═════ EXERCISE MATERIAL
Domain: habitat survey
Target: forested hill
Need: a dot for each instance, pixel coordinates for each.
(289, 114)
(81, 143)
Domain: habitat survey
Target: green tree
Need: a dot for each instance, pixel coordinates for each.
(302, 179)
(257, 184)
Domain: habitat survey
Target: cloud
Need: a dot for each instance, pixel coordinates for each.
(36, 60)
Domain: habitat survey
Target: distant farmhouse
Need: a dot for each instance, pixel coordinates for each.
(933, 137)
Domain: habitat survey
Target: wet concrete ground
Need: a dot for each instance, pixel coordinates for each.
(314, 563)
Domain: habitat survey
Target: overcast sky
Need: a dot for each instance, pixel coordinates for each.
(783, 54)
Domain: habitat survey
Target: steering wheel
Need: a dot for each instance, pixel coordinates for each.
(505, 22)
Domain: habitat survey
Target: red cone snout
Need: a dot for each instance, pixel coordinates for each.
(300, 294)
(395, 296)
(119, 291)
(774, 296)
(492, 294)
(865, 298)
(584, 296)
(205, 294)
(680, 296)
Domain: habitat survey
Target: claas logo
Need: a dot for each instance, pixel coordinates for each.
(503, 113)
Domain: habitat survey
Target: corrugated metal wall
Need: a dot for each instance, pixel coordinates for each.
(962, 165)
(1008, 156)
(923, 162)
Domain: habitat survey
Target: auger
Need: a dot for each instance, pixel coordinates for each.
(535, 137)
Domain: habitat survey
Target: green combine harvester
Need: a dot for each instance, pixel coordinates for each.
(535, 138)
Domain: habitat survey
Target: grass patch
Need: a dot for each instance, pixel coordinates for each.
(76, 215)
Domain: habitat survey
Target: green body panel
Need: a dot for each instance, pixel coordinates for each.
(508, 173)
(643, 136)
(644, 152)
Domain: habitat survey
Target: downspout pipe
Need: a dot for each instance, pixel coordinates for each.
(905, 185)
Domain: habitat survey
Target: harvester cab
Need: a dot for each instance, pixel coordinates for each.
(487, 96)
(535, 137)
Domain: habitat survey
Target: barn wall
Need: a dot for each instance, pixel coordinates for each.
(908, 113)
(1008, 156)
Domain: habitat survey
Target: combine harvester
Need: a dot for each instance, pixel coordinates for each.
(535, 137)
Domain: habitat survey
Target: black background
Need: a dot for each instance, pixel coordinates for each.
══════════
═════ EXERCISE MATERIAL
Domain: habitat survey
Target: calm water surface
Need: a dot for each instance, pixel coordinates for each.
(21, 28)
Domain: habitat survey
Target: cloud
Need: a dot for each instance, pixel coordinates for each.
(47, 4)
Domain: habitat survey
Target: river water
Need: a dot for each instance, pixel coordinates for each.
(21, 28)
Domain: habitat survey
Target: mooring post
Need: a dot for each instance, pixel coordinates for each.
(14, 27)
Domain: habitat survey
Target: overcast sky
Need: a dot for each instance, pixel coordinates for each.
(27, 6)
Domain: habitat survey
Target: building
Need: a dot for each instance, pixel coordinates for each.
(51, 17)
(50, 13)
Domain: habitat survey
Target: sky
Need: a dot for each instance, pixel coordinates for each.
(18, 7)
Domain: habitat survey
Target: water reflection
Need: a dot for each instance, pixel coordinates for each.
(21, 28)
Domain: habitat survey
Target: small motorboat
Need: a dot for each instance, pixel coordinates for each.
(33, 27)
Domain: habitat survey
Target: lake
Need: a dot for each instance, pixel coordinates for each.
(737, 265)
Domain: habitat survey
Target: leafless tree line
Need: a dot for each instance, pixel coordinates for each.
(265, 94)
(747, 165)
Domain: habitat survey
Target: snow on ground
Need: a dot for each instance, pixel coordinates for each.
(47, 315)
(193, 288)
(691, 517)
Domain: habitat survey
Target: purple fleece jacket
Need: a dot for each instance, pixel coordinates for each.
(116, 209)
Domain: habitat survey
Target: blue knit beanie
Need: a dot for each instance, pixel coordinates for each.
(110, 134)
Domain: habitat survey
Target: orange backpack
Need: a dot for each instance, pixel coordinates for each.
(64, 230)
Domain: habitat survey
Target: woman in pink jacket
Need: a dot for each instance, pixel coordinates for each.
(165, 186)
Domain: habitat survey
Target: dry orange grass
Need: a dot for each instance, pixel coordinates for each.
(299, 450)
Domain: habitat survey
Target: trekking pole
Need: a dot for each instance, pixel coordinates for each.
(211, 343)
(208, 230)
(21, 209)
══════════
Look for the word "wall" in the data, then return every line that contains it.

Target: corrugated metal wall
Target: barn wall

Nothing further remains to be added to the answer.